Request:
Starting at the line that contains "out the facade", copy each line through the end of the listing below. Include both ends and output nothing more.

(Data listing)
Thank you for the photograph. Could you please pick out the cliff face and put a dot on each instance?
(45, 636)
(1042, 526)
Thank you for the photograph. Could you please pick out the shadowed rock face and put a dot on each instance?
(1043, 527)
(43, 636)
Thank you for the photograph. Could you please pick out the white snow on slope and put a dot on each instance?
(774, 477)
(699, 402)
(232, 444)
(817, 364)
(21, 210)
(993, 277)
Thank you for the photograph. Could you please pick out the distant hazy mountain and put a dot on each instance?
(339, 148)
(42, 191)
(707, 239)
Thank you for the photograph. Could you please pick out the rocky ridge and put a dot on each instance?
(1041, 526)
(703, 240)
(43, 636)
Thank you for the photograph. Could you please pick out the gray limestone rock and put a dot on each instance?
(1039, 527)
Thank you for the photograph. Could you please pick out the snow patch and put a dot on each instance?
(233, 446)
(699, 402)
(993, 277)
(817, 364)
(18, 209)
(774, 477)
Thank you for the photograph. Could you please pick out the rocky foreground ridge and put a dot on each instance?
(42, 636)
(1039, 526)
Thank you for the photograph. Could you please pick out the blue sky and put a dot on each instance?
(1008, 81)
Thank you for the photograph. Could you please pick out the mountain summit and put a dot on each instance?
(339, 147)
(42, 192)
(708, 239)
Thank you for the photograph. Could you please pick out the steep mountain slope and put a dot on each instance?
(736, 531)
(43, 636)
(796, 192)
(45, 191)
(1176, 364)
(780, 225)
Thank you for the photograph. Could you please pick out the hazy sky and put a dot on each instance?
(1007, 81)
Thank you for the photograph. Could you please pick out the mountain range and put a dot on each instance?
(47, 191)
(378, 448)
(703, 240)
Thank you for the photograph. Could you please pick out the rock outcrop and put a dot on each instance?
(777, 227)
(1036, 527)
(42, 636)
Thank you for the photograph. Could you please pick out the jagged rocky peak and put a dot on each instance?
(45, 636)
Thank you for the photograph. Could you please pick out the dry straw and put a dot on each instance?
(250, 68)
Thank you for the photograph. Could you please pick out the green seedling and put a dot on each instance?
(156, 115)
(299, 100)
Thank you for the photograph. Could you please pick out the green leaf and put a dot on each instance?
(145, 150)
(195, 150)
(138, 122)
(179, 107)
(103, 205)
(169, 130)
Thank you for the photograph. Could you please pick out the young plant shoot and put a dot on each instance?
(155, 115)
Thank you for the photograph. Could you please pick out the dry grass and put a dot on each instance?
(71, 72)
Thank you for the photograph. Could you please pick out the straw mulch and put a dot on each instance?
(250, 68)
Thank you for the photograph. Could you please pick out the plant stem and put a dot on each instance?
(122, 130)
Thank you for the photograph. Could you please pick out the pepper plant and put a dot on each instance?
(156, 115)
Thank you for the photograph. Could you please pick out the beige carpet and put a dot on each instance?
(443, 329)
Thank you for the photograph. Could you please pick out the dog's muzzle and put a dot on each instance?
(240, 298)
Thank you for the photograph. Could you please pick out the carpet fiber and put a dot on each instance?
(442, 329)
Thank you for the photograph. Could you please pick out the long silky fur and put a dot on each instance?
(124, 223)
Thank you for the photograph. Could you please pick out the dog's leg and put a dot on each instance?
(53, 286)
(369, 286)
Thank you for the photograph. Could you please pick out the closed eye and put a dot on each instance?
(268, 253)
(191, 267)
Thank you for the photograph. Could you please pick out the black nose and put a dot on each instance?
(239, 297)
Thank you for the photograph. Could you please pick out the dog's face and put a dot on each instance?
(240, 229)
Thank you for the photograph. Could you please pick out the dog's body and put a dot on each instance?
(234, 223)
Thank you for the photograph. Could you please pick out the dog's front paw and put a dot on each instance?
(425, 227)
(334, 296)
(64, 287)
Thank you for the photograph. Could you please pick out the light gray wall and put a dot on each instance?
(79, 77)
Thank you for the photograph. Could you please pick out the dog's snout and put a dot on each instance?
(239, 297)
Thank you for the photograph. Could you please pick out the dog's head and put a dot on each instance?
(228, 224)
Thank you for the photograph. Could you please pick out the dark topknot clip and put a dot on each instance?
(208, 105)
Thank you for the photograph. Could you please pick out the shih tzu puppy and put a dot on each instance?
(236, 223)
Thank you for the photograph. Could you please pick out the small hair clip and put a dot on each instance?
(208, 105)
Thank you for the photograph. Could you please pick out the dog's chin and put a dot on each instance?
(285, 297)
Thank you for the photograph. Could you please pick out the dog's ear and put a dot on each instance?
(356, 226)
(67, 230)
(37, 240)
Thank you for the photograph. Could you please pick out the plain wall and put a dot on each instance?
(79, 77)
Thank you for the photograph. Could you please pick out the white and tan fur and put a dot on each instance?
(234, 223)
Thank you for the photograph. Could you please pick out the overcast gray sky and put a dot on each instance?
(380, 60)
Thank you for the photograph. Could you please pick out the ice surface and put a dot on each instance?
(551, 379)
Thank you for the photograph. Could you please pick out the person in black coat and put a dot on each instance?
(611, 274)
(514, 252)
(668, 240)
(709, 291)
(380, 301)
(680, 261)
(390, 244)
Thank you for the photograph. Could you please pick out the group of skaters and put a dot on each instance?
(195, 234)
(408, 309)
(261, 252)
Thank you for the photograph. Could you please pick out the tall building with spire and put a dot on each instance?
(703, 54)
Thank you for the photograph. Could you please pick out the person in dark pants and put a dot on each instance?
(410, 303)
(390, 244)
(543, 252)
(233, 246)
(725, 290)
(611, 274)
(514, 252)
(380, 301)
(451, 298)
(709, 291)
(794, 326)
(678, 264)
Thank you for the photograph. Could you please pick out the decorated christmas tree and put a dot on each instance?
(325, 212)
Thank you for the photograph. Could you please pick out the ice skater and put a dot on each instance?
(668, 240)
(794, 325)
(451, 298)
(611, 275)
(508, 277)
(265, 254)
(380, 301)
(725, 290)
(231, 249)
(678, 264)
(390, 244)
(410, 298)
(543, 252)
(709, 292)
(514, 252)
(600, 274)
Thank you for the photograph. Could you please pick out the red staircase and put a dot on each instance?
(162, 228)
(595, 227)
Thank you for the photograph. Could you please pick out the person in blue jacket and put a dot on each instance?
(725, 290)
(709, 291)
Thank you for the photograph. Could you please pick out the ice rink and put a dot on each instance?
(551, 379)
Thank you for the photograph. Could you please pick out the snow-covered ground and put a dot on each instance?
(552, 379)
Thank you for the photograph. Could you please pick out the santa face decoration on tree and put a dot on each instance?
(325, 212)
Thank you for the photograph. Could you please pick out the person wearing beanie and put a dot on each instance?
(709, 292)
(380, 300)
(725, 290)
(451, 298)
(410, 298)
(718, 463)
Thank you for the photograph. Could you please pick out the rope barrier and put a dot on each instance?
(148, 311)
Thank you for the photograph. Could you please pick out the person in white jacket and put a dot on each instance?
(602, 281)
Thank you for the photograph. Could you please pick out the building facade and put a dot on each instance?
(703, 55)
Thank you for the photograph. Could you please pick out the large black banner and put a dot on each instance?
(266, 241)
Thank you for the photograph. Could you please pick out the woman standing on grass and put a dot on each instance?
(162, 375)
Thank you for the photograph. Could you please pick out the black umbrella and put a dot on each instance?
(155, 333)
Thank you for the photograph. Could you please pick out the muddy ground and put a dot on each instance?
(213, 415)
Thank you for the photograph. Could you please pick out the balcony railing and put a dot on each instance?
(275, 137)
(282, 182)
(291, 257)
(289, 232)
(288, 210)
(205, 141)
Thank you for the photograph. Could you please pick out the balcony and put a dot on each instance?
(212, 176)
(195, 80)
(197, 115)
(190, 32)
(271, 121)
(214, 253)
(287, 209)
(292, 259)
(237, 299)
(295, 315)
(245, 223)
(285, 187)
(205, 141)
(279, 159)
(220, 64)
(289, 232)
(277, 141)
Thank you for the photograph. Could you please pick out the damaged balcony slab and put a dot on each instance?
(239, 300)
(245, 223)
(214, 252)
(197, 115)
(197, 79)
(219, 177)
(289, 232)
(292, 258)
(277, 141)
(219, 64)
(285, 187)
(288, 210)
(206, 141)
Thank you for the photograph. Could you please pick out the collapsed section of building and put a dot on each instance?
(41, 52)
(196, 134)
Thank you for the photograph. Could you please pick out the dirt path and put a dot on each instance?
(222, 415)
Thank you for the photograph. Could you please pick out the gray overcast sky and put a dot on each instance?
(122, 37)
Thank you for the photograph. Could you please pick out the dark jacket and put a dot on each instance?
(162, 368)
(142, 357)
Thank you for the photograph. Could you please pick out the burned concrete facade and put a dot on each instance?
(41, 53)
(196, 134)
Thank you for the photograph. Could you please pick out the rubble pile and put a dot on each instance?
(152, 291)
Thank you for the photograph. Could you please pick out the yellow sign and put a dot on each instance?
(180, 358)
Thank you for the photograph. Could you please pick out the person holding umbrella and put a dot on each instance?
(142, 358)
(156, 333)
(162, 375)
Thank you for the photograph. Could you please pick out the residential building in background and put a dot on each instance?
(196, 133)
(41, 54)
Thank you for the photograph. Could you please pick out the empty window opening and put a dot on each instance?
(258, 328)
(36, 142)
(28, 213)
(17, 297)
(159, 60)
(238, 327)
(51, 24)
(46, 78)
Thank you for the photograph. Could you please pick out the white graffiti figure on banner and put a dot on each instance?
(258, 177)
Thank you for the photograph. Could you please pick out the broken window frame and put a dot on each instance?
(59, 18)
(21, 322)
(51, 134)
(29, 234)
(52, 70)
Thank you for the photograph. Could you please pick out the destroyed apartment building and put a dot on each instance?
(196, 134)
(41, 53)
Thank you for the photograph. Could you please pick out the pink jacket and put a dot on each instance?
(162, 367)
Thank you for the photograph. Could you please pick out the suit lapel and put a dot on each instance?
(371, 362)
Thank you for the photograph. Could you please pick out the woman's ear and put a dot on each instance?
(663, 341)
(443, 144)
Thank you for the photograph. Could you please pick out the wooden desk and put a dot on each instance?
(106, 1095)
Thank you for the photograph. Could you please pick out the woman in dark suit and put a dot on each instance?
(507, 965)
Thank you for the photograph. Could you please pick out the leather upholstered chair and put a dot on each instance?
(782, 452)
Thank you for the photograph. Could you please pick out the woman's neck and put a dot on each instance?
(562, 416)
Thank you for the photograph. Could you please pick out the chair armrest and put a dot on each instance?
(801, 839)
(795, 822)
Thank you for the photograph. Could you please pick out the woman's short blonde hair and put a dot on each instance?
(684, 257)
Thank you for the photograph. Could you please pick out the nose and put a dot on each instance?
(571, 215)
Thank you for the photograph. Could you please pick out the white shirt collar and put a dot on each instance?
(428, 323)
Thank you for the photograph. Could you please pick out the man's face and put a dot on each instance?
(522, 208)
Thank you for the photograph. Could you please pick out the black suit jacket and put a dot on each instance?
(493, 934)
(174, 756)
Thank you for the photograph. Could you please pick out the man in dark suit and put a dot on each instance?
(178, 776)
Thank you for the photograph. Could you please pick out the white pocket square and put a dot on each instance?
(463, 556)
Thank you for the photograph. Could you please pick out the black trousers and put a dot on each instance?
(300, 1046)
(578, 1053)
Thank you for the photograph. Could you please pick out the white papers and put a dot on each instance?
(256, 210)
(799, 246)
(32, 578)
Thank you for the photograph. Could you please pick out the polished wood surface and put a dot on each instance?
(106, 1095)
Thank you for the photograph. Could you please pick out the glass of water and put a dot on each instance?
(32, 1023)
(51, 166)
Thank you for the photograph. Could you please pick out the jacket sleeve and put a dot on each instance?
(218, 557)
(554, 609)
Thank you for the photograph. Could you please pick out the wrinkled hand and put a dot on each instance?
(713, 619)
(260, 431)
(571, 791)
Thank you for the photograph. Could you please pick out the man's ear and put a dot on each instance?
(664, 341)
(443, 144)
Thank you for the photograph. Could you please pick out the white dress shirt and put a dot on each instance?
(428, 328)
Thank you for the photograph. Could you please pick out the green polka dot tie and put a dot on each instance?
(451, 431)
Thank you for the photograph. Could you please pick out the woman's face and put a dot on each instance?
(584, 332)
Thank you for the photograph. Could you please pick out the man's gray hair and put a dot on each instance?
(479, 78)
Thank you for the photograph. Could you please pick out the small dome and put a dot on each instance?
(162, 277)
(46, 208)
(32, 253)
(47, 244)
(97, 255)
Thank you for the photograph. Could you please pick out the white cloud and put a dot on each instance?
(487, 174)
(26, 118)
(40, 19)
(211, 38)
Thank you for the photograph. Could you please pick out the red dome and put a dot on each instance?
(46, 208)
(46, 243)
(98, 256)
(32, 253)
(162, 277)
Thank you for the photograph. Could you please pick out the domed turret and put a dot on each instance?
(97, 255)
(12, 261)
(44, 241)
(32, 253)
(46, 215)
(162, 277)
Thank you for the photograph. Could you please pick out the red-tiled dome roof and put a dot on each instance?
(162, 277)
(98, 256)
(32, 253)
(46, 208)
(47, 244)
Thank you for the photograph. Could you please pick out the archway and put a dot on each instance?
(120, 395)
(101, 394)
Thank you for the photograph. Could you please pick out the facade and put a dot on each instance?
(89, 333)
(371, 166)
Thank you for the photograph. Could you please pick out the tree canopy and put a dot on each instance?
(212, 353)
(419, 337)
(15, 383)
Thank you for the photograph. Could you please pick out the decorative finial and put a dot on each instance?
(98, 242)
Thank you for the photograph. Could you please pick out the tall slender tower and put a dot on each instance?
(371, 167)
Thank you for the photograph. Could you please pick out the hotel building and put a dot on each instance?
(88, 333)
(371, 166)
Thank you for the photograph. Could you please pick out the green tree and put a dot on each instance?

Answer for the task:
Thank you for the photograph. Could you please pick out the facade and put a dot on each instance?
(89, 333)
(371, 166)
Thank you for the photograph. Could you please pick out the tree canopy and put a dot on each instance?
(212, 353)
(419, 337)
(15, 383)
Thank you for the photograph. Could you please pick out the decorative finial and put a dot on each instance?
(98, 242)
Thank you for the photograph. Could you please pick out the tall slender tower and put a dot on each instance?
(371, 167)
Thank you for the photograph. Could you please pick out the hotel building and put a dot on each instance?
(88, 333)
(371, 166)
Thank you for the photograph. Could you please pick out the green tree and put a dot on each instance?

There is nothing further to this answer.